### The data
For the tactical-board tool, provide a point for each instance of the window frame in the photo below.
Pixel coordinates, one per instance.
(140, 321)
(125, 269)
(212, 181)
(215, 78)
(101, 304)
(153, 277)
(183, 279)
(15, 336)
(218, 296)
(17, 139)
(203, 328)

### Problem to work on
Rewrite the records above, changing "window frame" to "door frame" wherever it appears and leaving everything else as it is.

### Result of this task
For the tactical-board tool, provide a point for each instance of the door frame in the photo below.
Pixel coordinates, one per instance.
(140, 321)
(125, 269)
(212, 181)
(215, 78)
(101, 304)
(153, 277)
(183, 279)
(15, 336)
(218, 296)
(17, 139)
(203, 328)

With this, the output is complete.